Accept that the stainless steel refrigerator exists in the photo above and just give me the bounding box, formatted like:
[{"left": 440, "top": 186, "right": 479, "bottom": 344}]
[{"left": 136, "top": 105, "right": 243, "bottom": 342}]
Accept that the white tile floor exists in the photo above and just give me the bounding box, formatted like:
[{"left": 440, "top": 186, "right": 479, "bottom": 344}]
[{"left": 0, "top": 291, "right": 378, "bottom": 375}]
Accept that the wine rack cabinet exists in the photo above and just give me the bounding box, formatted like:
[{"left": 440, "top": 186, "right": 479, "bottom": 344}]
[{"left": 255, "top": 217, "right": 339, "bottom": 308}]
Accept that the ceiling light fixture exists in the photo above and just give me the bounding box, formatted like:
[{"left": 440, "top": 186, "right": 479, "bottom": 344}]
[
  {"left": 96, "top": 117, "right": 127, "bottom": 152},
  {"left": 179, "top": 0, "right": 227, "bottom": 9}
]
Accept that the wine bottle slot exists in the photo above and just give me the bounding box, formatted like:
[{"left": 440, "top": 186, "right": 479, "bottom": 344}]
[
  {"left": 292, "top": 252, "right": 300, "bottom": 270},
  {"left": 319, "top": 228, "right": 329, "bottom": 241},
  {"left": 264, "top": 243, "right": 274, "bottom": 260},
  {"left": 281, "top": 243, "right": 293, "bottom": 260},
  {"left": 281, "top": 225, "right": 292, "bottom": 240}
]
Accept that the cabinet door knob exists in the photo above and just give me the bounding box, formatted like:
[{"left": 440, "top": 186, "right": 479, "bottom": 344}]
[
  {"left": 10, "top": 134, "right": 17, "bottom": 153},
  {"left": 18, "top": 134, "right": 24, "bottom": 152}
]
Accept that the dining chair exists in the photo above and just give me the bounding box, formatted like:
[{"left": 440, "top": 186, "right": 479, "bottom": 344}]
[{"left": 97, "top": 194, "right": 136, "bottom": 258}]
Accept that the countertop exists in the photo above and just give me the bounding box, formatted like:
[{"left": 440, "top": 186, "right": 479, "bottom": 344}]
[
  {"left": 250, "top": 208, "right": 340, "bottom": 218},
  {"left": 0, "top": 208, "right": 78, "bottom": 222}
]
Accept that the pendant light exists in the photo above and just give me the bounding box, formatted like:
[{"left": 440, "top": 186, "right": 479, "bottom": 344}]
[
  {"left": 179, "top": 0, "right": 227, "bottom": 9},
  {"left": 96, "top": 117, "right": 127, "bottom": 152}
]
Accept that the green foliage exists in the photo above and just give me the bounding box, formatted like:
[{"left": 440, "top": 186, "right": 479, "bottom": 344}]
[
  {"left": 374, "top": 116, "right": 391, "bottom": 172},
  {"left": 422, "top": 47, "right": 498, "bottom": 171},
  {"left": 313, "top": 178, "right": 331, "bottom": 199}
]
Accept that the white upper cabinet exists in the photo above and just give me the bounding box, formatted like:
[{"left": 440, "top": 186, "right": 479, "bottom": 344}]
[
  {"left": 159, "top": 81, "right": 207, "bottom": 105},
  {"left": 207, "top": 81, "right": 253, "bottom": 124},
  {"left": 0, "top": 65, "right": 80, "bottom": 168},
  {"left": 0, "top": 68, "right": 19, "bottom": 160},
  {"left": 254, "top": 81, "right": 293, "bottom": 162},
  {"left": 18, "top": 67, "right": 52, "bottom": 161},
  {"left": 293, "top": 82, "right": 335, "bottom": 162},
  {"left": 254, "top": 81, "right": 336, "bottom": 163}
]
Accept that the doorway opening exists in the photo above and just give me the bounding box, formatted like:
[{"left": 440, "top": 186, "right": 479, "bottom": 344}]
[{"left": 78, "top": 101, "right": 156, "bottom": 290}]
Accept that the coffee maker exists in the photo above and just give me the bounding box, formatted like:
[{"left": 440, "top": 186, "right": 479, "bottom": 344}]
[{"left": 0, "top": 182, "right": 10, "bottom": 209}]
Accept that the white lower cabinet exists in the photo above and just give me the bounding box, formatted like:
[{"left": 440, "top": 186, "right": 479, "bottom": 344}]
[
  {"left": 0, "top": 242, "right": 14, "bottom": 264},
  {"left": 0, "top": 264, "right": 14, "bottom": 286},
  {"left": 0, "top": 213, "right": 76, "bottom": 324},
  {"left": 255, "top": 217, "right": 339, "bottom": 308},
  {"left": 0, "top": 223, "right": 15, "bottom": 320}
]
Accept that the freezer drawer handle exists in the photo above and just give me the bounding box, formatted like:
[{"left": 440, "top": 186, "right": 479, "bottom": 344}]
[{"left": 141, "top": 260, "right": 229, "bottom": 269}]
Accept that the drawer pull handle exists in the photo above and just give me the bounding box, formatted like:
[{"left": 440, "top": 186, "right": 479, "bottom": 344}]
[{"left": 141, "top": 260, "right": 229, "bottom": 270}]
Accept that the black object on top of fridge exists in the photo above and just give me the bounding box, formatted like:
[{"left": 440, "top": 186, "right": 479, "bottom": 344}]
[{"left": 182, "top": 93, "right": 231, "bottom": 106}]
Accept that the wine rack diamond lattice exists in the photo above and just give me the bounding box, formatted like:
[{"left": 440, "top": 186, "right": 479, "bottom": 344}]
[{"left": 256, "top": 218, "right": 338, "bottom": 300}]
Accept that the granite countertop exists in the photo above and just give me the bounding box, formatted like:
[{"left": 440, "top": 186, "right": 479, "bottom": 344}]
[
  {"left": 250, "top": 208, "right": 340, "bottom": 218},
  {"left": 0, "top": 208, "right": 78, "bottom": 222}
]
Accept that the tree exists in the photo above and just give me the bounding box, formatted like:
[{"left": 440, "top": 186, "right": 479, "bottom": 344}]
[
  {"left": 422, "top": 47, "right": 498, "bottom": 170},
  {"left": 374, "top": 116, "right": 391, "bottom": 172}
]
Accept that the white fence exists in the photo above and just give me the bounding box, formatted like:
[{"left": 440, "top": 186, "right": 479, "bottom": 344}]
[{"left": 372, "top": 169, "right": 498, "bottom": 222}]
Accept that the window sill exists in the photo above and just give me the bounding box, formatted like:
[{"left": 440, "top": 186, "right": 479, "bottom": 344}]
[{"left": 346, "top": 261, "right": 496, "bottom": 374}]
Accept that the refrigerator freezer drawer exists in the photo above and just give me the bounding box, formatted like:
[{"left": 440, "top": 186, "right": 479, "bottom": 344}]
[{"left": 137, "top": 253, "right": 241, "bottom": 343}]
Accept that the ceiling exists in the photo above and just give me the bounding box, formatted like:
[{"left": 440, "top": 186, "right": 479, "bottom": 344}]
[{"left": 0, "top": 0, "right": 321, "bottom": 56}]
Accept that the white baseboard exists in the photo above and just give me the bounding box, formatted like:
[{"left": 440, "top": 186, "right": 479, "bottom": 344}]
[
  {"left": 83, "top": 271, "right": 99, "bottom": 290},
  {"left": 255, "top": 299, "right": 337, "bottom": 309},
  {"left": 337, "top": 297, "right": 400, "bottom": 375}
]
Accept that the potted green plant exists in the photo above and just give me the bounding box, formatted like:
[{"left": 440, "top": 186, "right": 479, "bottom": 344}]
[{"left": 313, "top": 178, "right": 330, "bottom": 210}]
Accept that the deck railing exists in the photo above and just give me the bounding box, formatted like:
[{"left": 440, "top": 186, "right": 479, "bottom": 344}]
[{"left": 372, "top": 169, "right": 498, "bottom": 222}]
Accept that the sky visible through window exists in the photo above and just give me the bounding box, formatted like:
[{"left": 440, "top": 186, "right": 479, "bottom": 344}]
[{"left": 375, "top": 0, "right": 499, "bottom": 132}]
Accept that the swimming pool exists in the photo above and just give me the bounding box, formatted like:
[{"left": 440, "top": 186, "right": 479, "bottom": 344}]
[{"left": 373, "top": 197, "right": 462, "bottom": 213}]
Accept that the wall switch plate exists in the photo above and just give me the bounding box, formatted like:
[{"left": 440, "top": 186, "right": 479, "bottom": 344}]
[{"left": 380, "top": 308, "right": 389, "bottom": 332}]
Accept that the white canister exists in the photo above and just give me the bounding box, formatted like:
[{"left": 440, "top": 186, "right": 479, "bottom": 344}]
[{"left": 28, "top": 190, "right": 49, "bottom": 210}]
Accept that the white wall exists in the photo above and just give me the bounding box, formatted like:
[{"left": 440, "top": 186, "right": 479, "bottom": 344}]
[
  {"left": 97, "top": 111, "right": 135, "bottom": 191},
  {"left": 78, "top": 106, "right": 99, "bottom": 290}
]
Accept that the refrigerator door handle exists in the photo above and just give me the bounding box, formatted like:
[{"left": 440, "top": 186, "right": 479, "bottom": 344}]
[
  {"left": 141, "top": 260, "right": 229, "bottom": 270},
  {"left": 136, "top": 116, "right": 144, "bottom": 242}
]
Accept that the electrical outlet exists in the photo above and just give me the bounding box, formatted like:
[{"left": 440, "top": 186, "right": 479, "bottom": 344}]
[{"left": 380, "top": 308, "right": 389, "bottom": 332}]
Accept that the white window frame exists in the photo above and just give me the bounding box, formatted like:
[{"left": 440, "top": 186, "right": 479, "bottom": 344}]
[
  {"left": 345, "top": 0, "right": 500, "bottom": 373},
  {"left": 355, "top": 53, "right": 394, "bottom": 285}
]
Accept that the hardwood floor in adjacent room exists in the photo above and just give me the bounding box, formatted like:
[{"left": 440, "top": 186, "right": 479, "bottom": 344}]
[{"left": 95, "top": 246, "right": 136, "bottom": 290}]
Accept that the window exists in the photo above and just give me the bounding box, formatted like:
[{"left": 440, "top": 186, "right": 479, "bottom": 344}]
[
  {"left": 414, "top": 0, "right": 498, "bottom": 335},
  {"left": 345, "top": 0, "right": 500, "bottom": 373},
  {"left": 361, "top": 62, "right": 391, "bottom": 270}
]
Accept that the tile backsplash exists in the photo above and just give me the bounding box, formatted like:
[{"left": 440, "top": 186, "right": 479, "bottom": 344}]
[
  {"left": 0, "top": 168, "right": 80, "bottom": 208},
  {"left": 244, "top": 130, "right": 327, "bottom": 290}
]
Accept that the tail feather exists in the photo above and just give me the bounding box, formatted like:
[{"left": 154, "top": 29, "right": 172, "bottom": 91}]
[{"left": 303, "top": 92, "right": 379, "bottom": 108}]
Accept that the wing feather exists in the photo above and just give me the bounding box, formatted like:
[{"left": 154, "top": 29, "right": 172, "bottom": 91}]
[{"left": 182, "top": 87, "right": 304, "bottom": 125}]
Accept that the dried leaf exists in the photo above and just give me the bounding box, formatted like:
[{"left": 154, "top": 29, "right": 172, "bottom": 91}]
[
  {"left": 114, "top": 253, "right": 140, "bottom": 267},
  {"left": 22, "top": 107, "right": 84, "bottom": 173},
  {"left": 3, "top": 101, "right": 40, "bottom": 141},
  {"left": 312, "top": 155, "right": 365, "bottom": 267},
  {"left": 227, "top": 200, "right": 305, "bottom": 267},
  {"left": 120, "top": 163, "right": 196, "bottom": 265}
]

------------------------

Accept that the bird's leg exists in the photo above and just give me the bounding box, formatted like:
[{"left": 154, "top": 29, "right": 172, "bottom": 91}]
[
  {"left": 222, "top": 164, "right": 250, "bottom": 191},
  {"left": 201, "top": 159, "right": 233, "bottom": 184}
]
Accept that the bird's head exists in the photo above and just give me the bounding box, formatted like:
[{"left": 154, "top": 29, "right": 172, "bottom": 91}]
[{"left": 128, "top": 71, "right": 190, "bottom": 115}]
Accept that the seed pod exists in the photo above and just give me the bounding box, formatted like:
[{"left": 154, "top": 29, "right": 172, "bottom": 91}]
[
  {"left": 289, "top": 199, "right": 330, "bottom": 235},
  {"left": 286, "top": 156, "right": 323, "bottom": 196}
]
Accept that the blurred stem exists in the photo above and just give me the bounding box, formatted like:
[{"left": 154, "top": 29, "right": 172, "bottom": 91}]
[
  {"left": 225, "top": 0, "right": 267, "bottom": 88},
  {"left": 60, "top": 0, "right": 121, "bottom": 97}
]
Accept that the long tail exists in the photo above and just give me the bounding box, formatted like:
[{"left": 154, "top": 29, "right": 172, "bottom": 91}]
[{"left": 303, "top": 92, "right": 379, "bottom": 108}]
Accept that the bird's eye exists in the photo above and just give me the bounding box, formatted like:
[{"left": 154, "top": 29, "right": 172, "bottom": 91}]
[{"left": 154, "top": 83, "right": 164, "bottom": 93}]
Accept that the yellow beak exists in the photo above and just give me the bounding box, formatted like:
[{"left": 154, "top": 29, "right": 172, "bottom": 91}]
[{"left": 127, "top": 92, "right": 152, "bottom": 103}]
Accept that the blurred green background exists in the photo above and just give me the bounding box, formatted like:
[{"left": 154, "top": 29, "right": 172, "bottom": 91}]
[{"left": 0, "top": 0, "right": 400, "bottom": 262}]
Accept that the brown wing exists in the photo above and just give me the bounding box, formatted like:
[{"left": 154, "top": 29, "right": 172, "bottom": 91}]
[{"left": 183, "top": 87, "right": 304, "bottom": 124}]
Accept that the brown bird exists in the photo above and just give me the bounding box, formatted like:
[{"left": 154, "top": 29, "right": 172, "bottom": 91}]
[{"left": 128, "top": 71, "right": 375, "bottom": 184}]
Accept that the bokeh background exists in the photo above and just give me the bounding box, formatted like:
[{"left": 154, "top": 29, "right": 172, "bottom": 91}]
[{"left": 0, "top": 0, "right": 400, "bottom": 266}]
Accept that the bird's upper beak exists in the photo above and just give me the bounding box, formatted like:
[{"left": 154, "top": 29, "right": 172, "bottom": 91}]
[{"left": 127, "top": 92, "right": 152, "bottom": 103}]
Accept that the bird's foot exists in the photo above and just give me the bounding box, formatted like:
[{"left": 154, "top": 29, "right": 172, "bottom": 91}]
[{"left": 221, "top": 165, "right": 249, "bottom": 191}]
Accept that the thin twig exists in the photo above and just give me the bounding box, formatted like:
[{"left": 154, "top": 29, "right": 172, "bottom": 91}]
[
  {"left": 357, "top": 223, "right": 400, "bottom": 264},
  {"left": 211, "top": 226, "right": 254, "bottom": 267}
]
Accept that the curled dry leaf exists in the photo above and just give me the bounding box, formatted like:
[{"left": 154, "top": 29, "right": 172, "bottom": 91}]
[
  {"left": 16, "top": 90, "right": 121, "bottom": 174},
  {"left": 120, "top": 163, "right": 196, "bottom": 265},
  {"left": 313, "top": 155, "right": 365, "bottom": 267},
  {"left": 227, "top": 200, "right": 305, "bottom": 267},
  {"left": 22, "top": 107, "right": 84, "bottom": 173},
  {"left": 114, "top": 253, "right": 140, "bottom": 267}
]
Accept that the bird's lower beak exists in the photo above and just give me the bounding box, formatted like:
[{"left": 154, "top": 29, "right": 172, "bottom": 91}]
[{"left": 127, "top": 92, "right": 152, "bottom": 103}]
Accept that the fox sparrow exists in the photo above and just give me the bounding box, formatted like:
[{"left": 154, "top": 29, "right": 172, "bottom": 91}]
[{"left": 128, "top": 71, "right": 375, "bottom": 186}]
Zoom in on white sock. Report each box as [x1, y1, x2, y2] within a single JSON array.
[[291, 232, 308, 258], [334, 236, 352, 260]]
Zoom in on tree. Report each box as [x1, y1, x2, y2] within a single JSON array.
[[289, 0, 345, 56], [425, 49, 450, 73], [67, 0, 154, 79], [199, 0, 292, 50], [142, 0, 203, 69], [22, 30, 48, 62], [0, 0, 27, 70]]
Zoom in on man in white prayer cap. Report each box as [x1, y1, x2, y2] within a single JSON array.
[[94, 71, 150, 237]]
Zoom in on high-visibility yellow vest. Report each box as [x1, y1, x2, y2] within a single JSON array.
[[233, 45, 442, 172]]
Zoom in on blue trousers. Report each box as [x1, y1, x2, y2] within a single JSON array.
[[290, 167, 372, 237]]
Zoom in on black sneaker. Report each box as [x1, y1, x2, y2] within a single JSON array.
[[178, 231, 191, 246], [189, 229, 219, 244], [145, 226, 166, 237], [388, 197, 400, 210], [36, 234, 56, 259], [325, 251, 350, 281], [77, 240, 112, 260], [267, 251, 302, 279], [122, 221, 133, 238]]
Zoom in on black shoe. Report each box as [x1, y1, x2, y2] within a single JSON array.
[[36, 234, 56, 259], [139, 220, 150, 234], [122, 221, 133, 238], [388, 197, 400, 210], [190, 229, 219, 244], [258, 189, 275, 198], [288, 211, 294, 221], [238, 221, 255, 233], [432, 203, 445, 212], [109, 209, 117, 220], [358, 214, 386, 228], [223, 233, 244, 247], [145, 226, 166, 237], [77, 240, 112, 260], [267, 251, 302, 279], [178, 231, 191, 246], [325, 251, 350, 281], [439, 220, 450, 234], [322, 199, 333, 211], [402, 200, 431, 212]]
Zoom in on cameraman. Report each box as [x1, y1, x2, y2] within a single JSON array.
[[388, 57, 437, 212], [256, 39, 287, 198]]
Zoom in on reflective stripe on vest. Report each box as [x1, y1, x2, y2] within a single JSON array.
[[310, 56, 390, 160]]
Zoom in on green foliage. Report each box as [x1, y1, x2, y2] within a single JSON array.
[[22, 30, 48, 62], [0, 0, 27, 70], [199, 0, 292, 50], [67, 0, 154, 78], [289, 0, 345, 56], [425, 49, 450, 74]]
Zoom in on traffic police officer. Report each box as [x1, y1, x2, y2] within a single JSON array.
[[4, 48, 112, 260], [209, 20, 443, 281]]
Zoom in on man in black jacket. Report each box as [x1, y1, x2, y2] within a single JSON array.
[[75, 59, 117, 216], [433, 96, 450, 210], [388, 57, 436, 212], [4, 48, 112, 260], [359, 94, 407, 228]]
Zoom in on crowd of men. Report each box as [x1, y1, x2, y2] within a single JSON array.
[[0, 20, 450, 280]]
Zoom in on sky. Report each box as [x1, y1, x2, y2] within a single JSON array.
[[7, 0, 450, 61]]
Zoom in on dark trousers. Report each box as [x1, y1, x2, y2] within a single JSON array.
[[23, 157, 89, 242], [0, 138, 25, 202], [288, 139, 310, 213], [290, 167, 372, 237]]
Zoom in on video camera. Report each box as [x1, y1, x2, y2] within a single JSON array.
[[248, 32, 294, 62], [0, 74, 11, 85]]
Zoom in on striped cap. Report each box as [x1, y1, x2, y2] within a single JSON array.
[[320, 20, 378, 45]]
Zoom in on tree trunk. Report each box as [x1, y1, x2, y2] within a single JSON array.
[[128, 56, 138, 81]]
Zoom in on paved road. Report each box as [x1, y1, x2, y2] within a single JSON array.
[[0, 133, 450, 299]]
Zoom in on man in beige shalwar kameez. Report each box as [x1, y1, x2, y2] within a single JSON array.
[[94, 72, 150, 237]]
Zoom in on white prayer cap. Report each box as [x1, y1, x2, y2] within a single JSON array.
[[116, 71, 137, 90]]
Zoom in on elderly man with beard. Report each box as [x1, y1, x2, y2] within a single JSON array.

------------------------

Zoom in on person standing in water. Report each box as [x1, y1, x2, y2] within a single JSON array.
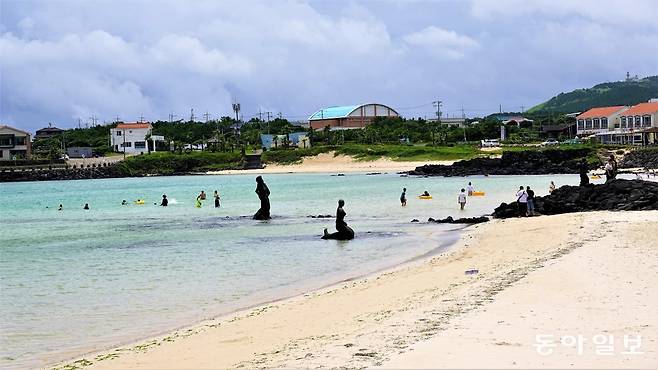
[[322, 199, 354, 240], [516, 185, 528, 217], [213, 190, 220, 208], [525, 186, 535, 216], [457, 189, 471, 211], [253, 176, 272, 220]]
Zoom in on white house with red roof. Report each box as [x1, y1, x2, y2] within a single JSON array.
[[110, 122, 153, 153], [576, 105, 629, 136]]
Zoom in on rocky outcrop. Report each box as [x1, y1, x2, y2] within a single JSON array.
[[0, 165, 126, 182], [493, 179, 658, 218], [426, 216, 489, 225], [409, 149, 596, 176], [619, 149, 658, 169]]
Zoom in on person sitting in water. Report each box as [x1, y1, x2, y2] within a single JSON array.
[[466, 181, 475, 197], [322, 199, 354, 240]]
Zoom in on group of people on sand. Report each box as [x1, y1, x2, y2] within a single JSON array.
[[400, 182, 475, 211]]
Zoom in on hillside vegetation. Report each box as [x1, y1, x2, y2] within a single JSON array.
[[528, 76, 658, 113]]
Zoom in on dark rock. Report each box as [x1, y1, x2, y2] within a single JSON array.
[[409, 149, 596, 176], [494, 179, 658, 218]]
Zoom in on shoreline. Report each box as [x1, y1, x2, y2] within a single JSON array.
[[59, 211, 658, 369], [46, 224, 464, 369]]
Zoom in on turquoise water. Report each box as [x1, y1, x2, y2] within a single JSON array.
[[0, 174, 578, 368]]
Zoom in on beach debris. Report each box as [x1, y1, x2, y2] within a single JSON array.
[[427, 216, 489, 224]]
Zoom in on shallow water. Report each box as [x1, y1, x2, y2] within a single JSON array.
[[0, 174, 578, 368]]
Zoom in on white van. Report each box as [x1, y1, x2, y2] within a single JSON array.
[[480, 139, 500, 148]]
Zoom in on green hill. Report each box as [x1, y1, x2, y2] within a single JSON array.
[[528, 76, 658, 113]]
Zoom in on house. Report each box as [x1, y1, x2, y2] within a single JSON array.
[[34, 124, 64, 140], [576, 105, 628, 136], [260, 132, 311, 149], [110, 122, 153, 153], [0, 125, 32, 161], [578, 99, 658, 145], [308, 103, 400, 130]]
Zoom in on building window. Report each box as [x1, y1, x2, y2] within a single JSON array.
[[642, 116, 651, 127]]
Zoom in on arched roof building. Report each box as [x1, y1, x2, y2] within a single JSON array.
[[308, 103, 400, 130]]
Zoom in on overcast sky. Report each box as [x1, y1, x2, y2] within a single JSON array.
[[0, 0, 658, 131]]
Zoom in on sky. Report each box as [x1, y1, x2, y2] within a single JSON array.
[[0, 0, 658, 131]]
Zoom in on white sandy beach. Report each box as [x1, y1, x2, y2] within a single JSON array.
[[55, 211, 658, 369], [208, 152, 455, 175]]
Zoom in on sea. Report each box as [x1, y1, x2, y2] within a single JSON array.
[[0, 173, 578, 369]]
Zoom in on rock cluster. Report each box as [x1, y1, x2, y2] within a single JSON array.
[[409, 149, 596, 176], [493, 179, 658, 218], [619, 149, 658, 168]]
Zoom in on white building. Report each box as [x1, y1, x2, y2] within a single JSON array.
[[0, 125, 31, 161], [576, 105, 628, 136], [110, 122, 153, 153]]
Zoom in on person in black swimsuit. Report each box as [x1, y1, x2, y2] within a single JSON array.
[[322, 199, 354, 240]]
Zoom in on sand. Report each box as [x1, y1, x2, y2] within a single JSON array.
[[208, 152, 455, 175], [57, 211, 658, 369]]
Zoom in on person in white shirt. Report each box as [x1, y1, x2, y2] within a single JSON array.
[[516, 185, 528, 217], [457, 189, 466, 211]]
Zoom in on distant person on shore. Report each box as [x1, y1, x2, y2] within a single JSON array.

------------------------

## GIVEN EXERCISE
Reproduce verbatim the lines of the records above, beginning with the line that contains "Accept that the bird's lower" and continuing through the line that contains "[[310, 56, 390, 160]]", both of those lines included.

## SOLUTION
Accept that the bird's lower beak exists in the photo above and just give me the bounding box, formatted like:
[{"left": 154, "top": 29, "right": 172, "bottom": 91}]
[{"left": 127, "top": 92, "right": 152, "bottom": 103}]
Accept that the fox sparrow exists in the photo above and just give me the bounding box, formatted like:
[{"left": 154, "top": 29, "right": 172, "bottom": 91}]
[{"left": 128, "top": 71, "right": 375, "bottom": 186}]
Zoom in on white sock. Report each box as [x1, y1, x2, y2] within a single JSON array.
[[291, 232, 308, 258], [334, 236, 352, 260]]
Zoom in on tree. Report each box as [x1, y1, x2, y2] within a single JSON array.
[[289, 0, 345, 56], [425, 49, 450, 73], [67, 0, 154, 79], [199, 0, 292, 50], [142, 0, 203, 69], [22, 30, 48, 62], [0, 0, 27, 70]]
Zoom in on man in white prayer cap. Report each box as [x1, y1, x2, y2] within a single JSON array.
[[94, 71, 150, 237]]
Zoom in on high-visibility yellow vest. Report each box as [x1, y1, x2, y2] within a single JSON array.
[[233, 45, 442, 172]]
Zoom in on blue trousers. Report each box as [x1, y1, x2, y2] within a single JSON array.
[[290, 167, 372, 237]]
Zoom in on black sneaker. Report each box as [x1, y1, x2, y2] within a single JSON array.
[[178, 231, 191, 246], [189, 229, 219, 244], [145, 226, 166, 237], [388, 197, 400, 210], [36, 234, 56, 259], [325, 251, 350, 281], [77, 240, 112, 260], [267, 251, 302, 279], [122, 221, 133, 238]]
Zoom in on black shoe. Report each box as [x1, y1, x2, y2] within a single JSON array.
[[36, 234, 56, 259], [139, 220, 150, 234], [122, 221, 133, 238], [388, 197, 400, 210], [190, 229, 219, 244], [258, 189, 275, 198], [288, 211, 294, 221], [238, 221, 255, 233], [432, 203, 445, 212], [109, 209, 117, 220], [358, 214, 386, 228], [223, 233, 244, 247], [145, 226, 166, 237], [77, 240, 112, 260], [267, 251, 302, 279], [178, 231, 191, 246], [325, 251, 350, 281], [439, 220, 450, 234], [322, 199, 333, 211], [402, 200, 431, 212]]
Zoom in on cameraman. Report each box as [x1, y1, x2, y2] within a single JSON array.
[[388, 57, 437, 212], [256, 39, 287, 198]]
Zoom in on reflective stripe on vest. Report each box as [x1, y1, x2, y2] within a single JSON array.
[[310, 56, 390, 160]]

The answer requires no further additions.